[[ THE RECORDS, beginning ]]

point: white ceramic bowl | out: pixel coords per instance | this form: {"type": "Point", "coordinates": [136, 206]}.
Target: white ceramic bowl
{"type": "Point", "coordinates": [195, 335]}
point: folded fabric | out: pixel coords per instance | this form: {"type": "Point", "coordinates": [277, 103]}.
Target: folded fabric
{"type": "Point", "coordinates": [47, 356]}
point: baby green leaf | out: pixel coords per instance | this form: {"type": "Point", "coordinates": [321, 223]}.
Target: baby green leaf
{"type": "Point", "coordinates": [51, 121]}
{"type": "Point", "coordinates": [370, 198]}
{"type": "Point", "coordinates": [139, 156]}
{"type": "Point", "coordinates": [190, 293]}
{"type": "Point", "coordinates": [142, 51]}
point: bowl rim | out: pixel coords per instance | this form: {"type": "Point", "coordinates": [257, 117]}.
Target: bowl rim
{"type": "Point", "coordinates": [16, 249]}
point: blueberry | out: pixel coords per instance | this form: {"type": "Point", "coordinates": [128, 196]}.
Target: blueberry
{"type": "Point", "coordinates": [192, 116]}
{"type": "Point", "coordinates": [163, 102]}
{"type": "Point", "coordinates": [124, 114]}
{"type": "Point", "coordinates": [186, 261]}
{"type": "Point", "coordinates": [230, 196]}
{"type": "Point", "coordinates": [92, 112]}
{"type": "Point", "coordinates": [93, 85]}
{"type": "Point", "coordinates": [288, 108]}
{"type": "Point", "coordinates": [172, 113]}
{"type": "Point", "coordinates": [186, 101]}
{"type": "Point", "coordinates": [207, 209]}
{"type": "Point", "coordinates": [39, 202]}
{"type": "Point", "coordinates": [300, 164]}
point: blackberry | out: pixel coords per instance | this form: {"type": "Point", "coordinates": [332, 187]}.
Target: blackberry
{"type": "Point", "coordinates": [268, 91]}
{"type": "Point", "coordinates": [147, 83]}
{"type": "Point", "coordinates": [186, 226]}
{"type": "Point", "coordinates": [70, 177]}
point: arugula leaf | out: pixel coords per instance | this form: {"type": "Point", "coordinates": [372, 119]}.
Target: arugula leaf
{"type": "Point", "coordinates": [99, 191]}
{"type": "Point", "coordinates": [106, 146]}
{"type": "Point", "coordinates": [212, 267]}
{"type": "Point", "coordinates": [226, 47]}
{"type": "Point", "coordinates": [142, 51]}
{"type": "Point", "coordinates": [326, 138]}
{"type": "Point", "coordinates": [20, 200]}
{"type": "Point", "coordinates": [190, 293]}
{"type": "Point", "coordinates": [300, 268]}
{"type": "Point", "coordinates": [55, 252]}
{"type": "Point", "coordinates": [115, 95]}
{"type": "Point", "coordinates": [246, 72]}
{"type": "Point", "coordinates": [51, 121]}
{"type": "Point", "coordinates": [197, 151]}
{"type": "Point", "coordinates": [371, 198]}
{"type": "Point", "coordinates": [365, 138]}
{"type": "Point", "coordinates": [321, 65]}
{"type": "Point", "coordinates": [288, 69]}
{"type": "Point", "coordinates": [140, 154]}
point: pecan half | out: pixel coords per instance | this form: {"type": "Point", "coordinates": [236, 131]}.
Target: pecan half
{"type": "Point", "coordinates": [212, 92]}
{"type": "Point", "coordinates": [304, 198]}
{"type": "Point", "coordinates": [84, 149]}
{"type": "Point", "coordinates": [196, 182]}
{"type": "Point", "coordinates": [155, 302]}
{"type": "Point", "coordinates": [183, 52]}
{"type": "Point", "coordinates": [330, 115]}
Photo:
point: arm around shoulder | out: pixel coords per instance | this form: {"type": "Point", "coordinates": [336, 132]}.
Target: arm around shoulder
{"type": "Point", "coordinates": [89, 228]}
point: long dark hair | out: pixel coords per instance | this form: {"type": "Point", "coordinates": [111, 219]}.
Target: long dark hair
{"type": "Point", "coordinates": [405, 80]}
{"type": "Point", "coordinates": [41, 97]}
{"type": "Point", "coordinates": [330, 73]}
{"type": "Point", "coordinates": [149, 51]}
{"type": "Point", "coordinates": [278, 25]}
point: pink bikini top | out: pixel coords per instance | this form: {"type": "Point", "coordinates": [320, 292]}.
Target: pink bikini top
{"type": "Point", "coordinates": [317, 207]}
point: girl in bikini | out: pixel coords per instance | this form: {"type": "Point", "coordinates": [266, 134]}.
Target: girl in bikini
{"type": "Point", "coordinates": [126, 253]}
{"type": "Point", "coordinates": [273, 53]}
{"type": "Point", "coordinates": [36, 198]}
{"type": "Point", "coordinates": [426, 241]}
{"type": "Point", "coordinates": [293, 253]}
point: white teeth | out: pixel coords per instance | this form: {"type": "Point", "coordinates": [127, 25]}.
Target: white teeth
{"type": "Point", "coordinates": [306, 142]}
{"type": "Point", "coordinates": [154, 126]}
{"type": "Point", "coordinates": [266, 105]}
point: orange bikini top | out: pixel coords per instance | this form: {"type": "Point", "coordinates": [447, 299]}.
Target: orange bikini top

[[ THE RECORDS, end ]]

▶ TASK GOAL
From the data above, reproduce word for word the lines running from the line with "point: blackberry |" to the line with "point: long dark", ends included.

▶ EXERCISE OUTPUT
point: blackberry | out: pixel coords per instance | this form: {"type": "Point", "coordinates": [332, 187]}.
Target: blackberry
{"type": "Point", "coordinates": [268, 91]}
{"type": "Point", "coordinates": [147, 83]}
{"type": "Point", "coordinates": [186, 226]}
{"type": "Point", "coordinates": [70, 177]}
point: arugula leaf | out: pixel coords per instance | this form: {"type": "Point", "coordinates": [372, 119]}.
Target: arugula leaf
{"type": "Point", "coordinates": [99, 191]}
{"type": "Point", "coordinates": [106, 146]}
{"type": "Point", "coordinates": [212, 267]}
{"type": "Point", "coordinates": [226, 47]}
{"type": "Point", "coordinates": [142, 51]}
{"type": "Point", "coordinates": [326, 138]}
{"type": "Point", "coordinates": [20, 200]}
{"type": "Point", "coordinates": [190, 293]}
{"type": "Point", "coordinates": [300, 268]}
{"type": "Point", "coordinates": [55, 252]}
{"type": "Point", "coordinates": [115, 95]}
{"type": "Point", "coordinates": [246, 72]}
{"type": "Point", "coordinates": [51, 121]}
{"type": "Point", "coordinates": [197, 151]}
{"type": "Point", "coordinates": [371, 198]}
{"type": "Point", "coordinates": [365, 138]}
{"type": "Point", "coordinates": [321, 65]}
{"type": "Point", "coordinates": [288, 69]}
{"type": "Point", "coordinates": [140, 154]}
point: pecan half | out: pixel coords per instance | this form: {"type": "Point", "coordinates": [236, 131]}.
Target: pecan half
{"type": "Point", "coordinates": [212, 92]}
{"type": "Point", "coordinates": [304, 198]}
{"type": "Point", "coordinates": [84, 149]}
{"type": "Point", "coordinates": [196, 182]}
{"type": "Point", "coordinates": [155, 302]}
{"type": "Point", "coordinates": [183, 52]}
{"type": "Point", "coordinates": [330, 115]}
Photo:
point: arm around shoulder | out: pixel coords per instance | this form: {"type": "Point", "coordinates": [336, 132]}.
Target: arm around shoulder
{"type": "Point", "coordinates": [89, 228]}
point: long dark hair | out: pixel coords per instance | this form: {"type": "Point", "coordinates": [111, 219]}.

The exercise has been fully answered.